> [Consigna]
Reproduce sin cambios el pasaje del texto sobre la reflexión personal que va desde "Hay pocas cosas" hasta "la meditación autocrítica.", incluidas ambas partes.

> [Texto del ejercicio]

▼

José Juan Marín


Hay pocas cosas que ponen en suspenso nuestra vida, que nos obligan a hacer un alto en el camino y nos llevan a la reflexión íntima, al diálogo con nosotros mismos y a la meditación autocrítica.

 

Un desastre natural no previsto; que alguien altere con sorpresa y violencia la normalidad de nuestras vidas; que la muerte de alguien nos tome desprevenidos o que una pandemia nos arrebate la calma y la alegría, son acontecimientos que nos conectan con nuestro yo interior y pueden detonar un ejercicio de ensimismamiento, al final del cual podremos ver que somos débiles, vulnerables y finitos.

 

Entre nosotros, las fiestas decembrinas y dentro de ellas la Navidad y la noche de Año Nuevo, son ocasiones propicias para el dictamen de conciencia: reconocer lo que hemos hecho mal, estar dispuestos a corregir el rumbo y lanzar una cruzada por la mejoría y el crecimiento personal.

▲

> [Datos proporcionados]
▼

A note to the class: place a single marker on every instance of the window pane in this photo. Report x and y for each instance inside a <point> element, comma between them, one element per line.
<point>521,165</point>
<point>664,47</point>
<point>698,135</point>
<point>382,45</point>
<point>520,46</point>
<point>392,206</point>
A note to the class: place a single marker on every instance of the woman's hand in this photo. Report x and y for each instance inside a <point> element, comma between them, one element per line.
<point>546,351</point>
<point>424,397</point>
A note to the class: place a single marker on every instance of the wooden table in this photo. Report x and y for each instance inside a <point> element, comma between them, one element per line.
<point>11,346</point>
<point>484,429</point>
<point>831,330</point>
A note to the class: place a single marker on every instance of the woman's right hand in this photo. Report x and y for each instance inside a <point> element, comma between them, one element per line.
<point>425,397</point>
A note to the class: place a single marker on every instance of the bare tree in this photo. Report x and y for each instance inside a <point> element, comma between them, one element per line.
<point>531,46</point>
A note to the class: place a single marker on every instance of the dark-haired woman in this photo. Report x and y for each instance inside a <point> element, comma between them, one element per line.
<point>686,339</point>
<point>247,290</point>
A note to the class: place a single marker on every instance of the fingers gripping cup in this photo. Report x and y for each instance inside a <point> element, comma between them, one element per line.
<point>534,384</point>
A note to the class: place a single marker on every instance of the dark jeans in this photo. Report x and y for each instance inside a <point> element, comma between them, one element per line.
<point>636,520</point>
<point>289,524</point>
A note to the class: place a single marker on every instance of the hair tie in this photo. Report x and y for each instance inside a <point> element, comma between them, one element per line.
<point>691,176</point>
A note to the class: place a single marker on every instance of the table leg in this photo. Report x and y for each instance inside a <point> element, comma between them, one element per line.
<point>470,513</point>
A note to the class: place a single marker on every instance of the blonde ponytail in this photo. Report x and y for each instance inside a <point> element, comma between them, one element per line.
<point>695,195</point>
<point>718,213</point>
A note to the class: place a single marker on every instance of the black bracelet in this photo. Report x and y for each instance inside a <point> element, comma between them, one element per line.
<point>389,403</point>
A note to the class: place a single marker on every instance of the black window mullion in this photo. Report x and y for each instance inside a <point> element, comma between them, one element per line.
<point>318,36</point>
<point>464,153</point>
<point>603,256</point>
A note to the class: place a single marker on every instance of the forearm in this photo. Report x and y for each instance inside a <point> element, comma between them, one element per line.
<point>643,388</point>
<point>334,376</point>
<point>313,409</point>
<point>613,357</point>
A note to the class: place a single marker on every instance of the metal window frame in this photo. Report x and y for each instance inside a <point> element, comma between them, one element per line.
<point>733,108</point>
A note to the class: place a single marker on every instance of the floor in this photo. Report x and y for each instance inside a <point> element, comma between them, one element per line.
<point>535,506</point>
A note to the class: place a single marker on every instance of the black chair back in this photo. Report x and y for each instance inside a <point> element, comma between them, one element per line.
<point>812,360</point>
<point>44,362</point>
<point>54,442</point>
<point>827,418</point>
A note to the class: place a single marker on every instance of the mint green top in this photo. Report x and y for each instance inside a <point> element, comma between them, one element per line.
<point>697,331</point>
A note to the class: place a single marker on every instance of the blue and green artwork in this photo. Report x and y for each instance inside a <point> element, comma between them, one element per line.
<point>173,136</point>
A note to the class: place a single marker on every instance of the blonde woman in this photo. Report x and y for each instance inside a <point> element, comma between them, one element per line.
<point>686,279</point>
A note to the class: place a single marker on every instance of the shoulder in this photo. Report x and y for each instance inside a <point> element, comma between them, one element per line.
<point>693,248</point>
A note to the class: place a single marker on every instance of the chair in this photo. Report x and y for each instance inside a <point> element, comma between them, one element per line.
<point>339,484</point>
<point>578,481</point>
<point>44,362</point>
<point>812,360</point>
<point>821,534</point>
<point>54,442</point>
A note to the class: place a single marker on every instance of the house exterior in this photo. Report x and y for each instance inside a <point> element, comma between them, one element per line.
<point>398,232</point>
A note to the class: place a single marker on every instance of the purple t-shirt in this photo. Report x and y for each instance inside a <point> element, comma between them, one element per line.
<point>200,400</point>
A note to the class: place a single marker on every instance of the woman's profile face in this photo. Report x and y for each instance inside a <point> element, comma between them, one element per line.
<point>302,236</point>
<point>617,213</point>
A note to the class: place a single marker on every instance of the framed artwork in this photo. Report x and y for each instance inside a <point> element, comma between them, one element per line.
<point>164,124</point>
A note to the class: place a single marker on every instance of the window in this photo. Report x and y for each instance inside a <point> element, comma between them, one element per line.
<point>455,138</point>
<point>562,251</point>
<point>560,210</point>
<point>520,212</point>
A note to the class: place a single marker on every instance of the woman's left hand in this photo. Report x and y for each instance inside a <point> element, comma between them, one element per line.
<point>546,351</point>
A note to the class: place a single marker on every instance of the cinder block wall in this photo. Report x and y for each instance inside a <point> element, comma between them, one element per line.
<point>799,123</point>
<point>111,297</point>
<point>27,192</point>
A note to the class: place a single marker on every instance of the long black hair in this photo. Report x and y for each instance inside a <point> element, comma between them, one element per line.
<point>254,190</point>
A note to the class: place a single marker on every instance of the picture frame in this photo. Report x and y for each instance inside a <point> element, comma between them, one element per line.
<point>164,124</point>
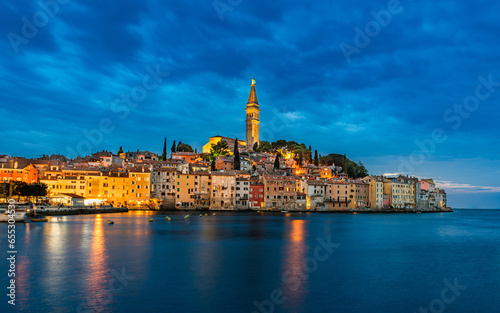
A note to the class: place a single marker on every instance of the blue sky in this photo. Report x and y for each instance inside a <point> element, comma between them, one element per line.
<point>410,86</point>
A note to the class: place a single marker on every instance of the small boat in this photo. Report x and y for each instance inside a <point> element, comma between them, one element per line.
<point>19,216</point>
<point>40,219</point>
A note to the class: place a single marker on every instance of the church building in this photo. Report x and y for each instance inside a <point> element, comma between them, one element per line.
<point>252,126</point>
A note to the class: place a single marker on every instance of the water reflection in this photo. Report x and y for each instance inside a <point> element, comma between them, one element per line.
<point>295,280</point>
<point>96,279</point>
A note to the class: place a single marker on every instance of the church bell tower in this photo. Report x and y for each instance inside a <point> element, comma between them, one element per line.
<point>253,122</point>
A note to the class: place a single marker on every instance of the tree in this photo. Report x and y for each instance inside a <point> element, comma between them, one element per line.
<point>361,170</point>
<point>237,161</point>
<point>182,147</point>
<point>277,162</point>
<point>20,189</point>
<point>218,149</point>
<point>164,155</point>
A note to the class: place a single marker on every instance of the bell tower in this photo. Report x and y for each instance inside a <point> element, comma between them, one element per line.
<point>252,120</point>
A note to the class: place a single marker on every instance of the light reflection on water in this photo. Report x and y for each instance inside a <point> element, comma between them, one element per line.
<point>295,284</point>
<point>226,262</point>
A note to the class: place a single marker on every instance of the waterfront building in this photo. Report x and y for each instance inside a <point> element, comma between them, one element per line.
<point>401,192</point>
<point>184,190</point>
<point>224,163</point>
<point>316,193</point>
<point>189,157</point>
<point>338,194</point>
<point>256,197</point>
<point>280,192</point>
<point>376,192</point>
<point>242,195</point>
<point>202,188</point>
<point>223,190</point>
<point>27,174</point>
<point>64,185</point>
<point>163,185</point>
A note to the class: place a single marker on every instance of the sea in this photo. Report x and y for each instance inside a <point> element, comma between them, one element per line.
<point>255,262</point>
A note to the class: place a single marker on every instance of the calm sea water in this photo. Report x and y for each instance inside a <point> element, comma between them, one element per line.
<point>243,262</point>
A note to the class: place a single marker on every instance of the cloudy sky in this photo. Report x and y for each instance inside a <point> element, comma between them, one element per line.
<point>410,86</point>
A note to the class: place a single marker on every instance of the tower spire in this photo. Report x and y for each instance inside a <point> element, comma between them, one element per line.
<point>252,120</point>
<point>252,98</point>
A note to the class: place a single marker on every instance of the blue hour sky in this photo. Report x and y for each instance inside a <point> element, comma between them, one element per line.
<point>409,86</point>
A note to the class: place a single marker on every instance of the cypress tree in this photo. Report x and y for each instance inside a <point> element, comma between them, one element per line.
<point>237,161</point>
<point>277,162</point>
<point>255,146</point>
<point>164,155</point>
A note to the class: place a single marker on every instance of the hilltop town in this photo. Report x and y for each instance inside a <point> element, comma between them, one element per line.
<point>229,174</point>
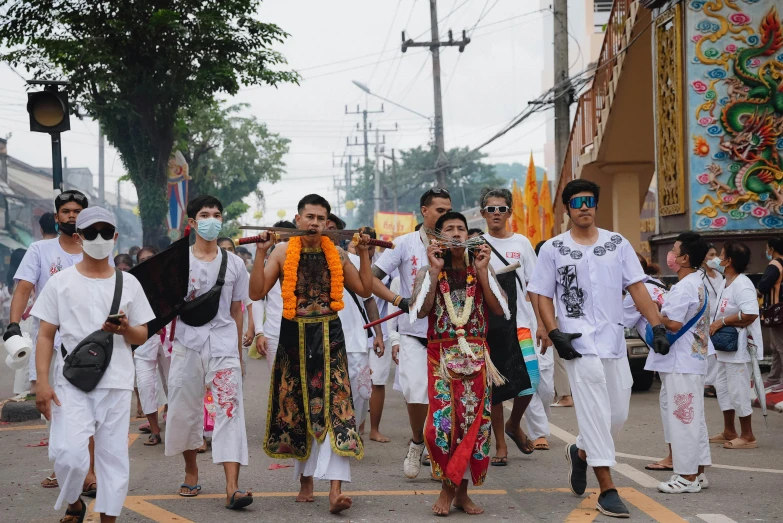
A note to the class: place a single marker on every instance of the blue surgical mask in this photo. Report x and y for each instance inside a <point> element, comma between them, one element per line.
<point>209,228</point>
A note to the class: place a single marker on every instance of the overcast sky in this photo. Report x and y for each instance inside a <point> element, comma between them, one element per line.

▲

> [Resultado del ejercicio]
Hay pocas cosas que ponen en suspenso nuestra vida, que nos obligan a hacer un alto en el camino y nos llevan a la reflexión íntima, al diálogo con nosotros mismos y a la meditación autocrítica.